__WHAT YOU WILL DO__. Write out every line of these records again, requests included, and shift each coordinate in the answers up by 107. Leave the numbers in the requests and their samples as they are.
════
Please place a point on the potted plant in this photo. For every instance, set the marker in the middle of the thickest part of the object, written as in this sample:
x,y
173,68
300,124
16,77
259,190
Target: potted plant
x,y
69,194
════
__RESULT FOR THIS TASK__.
Please place a point on the potted plant in this photo. For every instance, set the marker in the middle of the thickest part of the object, written as in this sample:
x,y
173,68
300,124
16,77
259,190
Target: potted plant
x,y
176,301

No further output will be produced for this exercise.